Your instructions
Can you write out the rows again from the line with "[mark] crispy shredded" through the end of the rows, swapping "plate" for "dish" and changing nothing else?

+-------+

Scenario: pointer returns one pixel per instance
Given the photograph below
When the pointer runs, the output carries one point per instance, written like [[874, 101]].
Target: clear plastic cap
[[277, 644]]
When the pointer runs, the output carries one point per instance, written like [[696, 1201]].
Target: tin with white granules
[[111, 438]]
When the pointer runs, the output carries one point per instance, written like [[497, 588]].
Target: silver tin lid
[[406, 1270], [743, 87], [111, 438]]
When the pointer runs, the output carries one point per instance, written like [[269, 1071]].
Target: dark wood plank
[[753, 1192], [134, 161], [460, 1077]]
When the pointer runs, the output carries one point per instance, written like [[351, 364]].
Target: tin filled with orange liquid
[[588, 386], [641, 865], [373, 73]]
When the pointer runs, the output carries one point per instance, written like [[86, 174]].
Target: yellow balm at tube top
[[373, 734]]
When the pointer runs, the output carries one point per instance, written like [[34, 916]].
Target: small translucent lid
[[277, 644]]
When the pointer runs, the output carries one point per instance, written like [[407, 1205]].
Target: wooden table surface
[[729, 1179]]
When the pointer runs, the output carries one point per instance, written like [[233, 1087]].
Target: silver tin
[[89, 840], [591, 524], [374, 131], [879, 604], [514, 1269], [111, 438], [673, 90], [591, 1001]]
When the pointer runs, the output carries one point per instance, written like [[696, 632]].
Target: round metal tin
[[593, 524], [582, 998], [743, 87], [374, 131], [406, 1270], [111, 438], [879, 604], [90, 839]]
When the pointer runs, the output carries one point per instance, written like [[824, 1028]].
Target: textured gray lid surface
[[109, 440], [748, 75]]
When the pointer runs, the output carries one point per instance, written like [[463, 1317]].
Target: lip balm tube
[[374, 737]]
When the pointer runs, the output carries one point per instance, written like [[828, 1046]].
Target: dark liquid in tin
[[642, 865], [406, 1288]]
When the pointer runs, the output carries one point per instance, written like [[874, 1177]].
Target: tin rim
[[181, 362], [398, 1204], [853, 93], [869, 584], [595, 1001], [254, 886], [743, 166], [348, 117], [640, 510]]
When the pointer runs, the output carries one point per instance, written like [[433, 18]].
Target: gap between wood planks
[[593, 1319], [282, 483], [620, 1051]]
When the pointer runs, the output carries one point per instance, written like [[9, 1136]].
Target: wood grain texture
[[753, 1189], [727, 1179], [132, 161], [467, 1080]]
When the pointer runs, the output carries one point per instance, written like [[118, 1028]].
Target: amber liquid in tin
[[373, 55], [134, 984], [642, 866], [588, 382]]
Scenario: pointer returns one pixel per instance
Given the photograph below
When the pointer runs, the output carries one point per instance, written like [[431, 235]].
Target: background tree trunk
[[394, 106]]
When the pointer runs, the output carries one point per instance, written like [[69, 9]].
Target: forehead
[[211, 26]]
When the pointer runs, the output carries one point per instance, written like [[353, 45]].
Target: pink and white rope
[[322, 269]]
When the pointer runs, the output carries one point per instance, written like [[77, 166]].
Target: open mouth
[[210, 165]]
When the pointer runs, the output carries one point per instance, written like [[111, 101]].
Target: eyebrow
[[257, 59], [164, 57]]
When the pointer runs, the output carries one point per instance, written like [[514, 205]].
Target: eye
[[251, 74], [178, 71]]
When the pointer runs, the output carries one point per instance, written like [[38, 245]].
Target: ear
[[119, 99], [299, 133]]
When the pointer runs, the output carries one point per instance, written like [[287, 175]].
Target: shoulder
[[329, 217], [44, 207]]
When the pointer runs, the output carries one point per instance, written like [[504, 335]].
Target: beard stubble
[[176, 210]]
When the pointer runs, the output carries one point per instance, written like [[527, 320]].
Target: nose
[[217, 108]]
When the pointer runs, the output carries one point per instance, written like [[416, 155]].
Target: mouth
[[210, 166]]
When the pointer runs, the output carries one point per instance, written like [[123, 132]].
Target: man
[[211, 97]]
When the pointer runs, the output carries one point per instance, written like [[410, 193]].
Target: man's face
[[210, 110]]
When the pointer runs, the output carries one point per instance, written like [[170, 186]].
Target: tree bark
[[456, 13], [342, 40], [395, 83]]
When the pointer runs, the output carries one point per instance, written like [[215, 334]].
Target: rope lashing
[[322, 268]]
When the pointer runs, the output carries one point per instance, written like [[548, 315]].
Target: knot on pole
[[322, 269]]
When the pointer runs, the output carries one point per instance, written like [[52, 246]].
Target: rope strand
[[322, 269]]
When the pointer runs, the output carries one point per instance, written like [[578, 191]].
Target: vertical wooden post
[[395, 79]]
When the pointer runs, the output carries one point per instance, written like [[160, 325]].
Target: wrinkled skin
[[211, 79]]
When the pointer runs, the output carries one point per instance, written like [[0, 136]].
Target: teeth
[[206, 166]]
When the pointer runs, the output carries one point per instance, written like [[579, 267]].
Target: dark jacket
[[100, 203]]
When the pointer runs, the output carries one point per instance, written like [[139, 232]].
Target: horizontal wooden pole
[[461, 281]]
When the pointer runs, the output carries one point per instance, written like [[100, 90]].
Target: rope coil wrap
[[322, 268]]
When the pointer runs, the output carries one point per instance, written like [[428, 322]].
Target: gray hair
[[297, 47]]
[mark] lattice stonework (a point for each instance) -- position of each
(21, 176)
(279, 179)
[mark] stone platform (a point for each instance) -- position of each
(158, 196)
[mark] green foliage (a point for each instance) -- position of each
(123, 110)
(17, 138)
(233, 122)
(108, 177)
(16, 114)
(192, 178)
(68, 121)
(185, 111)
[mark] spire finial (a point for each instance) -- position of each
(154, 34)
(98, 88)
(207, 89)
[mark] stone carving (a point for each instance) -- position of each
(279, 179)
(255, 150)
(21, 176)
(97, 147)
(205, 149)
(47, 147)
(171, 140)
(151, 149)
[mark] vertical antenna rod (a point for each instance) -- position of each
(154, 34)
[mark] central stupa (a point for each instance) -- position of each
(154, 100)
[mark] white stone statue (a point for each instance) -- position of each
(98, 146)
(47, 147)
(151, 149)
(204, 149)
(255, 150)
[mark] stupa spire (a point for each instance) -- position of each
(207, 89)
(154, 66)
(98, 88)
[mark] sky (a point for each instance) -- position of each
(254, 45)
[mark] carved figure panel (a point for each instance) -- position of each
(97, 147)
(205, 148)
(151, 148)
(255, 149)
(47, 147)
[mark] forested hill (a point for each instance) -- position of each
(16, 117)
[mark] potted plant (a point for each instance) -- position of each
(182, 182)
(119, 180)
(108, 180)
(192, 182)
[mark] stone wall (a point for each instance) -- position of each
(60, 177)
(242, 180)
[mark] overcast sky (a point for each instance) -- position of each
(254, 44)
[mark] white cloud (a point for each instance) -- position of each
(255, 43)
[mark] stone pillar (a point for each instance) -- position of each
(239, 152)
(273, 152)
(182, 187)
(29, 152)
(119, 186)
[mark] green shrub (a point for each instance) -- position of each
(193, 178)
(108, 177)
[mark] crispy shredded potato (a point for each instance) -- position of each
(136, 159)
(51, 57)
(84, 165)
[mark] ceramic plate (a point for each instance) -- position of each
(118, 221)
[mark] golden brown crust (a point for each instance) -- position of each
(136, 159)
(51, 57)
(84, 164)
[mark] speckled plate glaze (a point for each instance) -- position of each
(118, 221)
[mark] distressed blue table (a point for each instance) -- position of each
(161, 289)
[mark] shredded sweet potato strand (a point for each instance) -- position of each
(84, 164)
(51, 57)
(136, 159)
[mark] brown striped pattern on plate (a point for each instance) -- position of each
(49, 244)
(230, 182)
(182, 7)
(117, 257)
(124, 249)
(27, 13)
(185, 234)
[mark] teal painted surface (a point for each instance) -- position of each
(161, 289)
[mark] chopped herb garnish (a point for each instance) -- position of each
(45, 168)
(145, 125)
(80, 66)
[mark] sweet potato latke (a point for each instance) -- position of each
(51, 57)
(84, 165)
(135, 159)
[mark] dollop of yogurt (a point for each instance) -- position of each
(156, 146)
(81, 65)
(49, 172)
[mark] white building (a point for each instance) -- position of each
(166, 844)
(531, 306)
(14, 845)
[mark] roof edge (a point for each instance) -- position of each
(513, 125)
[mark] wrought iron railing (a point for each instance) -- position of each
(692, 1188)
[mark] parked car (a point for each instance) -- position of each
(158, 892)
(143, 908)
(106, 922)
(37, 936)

+-------+

Result of this exercise
[mark] crispy shredded potato (a point for each instance) -- position of each
(136, 159)
(51, 57)
(84, 165)
[mark] ceramic dish (a point for each instance) -- position of each
(118, 221)
[mark] golden brown crust (a point for each instance) -- position of each
(136, 159)
(51, 57)
(84, 164)
[mark] speckled dish glaze (a point for each instance) -- position of each
(118, 221)
[mark] distressed blue table (a point for each instance) -- position of each
(161, 289)
[mark] shredded sweet potato strand (a point for each instance) -- position of each
(84, 164)
(51, 57)
(136, 159)
[mark] brown striped pattern on dish (a point for each instance) -- position of each
(49, 244)
(230, 182)
(182, 7)
(117, 257)
(124, 249)
(27, 13)
(185, 234)
[mark] teal painted surface (a point for each instance) -- position of each
(161, 289)
[mark] chopped herb garnish (a point for each instance) -- position of each
(45, 168)
(145, 125)
(80, 66)
[mark] sweet potato latke (a point for each instance) -- position of each
(51, 57)
(84, 165)
(135, 159)
[mark] dollop of yogurt (a point for each instance) -- position of each
(156, 146)
(81, 65)
(49, 172)
[mark] white building (a point for each instance) -- position of each
(166, 844)
(531, 306)
(14, 845)
[mark] roof edge (a point for each instance) -- position of each
(513, 125)
[mark] wrought iron railing (a point for each instance) -- position of each
(692, 1188)
[mark] parked car (a point for each instance) -- position of each
(158, 892)
(143, 908)
(106, 922)
(37, 936)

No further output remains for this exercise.